─── Extracted information
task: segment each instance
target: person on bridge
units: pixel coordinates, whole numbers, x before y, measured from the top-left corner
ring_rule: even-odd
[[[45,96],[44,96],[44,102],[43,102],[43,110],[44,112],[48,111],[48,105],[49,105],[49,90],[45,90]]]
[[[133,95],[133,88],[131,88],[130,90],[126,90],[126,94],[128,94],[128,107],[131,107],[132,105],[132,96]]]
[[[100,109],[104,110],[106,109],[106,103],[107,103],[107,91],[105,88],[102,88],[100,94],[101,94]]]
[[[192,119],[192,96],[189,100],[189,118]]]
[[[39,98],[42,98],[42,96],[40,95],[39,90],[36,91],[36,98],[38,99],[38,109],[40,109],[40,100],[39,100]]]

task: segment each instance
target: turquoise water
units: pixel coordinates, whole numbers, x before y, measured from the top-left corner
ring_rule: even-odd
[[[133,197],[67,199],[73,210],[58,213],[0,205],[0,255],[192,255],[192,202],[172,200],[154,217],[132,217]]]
──────
Problem requirements
Write out every line of the data above in full, adding -148 to each coordinate in the polygon outlines and leaving all other lines as they are.

Solution for this task
task: segment each instance
target: person on bridge
units: pixel coordinates, whole numbers, x before y, measured from the top-left corner
ring_rule: even-odd
[[[-103,-52],[-104,-52],[-104,-46],[-105,-46],[-105,-38],[-104,-36],[-100,-37],[-100,-43],[-99,-43],[-99,-58],[-103,-58]]]
[[[-15,-53],[-15,-60],[-17,-60],[-18,-58],[-22,-58],[-22,-54],[-20,-54],[-20,-41],[-17,-41],[-16,-43],[-16,-52]]]
[[[-48,-39],[-44,-38],[-42,-39],[-42,-45],[-41,-45],[-41,-57],[-43,-60],[-46,-60],[-48,-54],[-47,-54]]]
[[[44,-29],[44,-52],[41,-48],[41,-30]]]
[[[-109,-50],[-106,-50],[-106,-52],[-108,-53],[-109,-58],[-112,-57],[-112,-50],[-110,-49],[-110,-39],[-108,-39],[-108,-48],[-109,-48]]]

task: segment each instance
target: turquoise water
units: pixel coordinates, whole numbers, x before y, measured from the top-left corner
ring_rule: even-odd
[[[-15,49],[-81,51],[-75,62],[-90,65],[-148,57],[-148,107],[44,107],[44,54],[24,52],[6,69],[-16,69]]]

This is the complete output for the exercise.